◆ Selected text
-- Opening Marker --

In a normal cardiac cycle, five wave forms (a, c, x, v, and y) will be observed representing the following events:

a wave - right atrial contraction

c wave - early ventricular contraction

x descent - right atrial relaxation

v wave - right atrial filling

y descent - early ventricular filling prior to atrial contraction

These events can be superimposed on a rhythm strip to better understand their relationship to the cardiac cycle.

==Signs and symptoms==
Most of the symptoms associated with cannon A waves are secondary to the resulting insufficient cardiac output. These include:

- Dyspnea
- Fatigue
- Headache
- Hypotension
- Loss of consciousness
- Palpitations
- Cough
- Jaw Pain

On physical exam, it is important to look for prominent jugular veins with significant pulsation. Pulsations of the abdomen in patients with a small body habitus may also be visible.

==Pathophysiology==
Cannon A waves represent a massive increase in right atrial pressure. This occurs when the right atrium contracts against a closed tricuspid valve. Normally, the tricuspid valve opens when the pressure in the right atrium exceeds the pressure in the left ventricle. However, because the ventricle has more mass and therefore produces a stronger contraction, if both chambers contract simultaneously, the atrial pressure will be unable to exceed that of the ventricle, and the tricuspid valve will remain closed. Thus, the contractile force normally used to fill the right ventricle will instead remain in the atrium, leading to a rapid increase in pressure and subsequent backflow of blood into the venous system.

Cannon A waves should not be confused with giant A waves, which are a similar but different phenomenon caused by atrial contraction against a noncompliant right ventricle or stiff tricuspid valve. Larger than normal A waves are seen, but because there is no AV dissociation, coordination between atrial contraction and ventricular diastole remains intact, and the waves occur in a regular pattern. This is often secondary to things like pulmonary hypertension or tricuspid stenosis.

==Causes and treatment==
Anything that causes disruption of the normal cardiac cycle, leading to AV desynchronization, can result in a cannon A wave. Common examples of this include AV block (primarily 3rd degree), ventricular tachycardia, and pacemaker syndrome. The treatment involves addressing the underlying condition.

3rd Degree AV Block: This is the most intuitive cause of cannon A waves, as the definition of 3rd degree heart block is complete AV dissociation. Impulses from the SA node successfully cause atrial contraction but cannot progress through the AV node to excite the ventricle; thus, the intrinsic escape rhythm of the ventricle takes over. This results in the atria and ventricles contracting completely independently from one another, which opens the door for coinciding contractions and subsequent cannon A waves. This is typically resolved with the insertion of a pacemaker.

-- Closing Marker --

◆ Exercise aim
Can you repeat the passage on cannon A waves, starting at "a wave - right" and ending at "the cardiac cycle.", and replace every "descent" with "trough"?

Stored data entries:
-- Opening Marker --

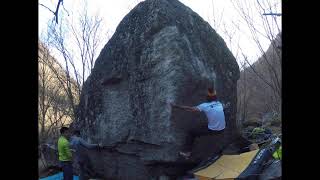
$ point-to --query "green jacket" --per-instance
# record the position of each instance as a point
(64, 149)
(278, 153)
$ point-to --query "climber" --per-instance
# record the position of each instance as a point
(65, 155)
(76, 144)
(216, 120)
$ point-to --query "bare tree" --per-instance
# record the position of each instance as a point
(77, 44)
(56, 11)
(260, 83)
(53, 109)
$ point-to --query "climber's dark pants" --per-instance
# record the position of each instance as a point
(67, 170)
(195, 133)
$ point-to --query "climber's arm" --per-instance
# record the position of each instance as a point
(187, 108)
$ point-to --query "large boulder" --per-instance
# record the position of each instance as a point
(161, 52)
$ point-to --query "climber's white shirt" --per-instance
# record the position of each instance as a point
(215, 115)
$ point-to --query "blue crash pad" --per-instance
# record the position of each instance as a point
(58, 176)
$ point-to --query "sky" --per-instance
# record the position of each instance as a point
(220, 14)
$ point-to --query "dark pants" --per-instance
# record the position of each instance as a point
(67, 170)
(195, 133)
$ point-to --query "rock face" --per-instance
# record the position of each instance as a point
(161, 52)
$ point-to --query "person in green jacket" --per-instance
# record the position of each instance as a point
(65, 155)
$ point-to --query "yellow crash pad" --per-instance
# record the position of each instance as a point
(227, 166)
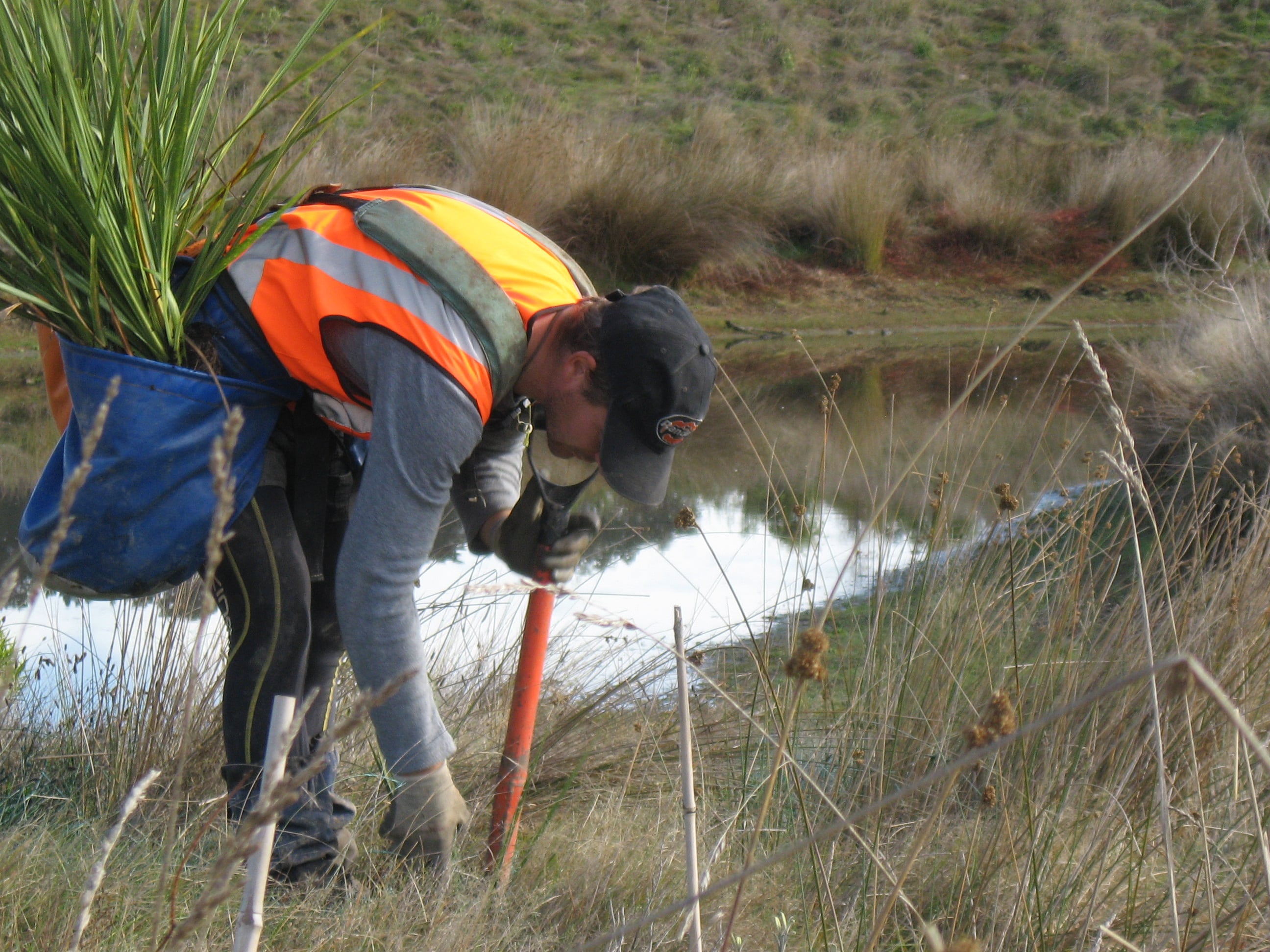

-- Closing Marker --

◆ Result for this task
a wave - right atrial contraction

c wave - early ventricular contraction

x trough - right atrial relaxation

v wave - right atrial filling

y trough - early ventricular filling prior to atrial contraction

These events can be superimposed on a rhythm strip to better understand their relationship to the cardiac cycle.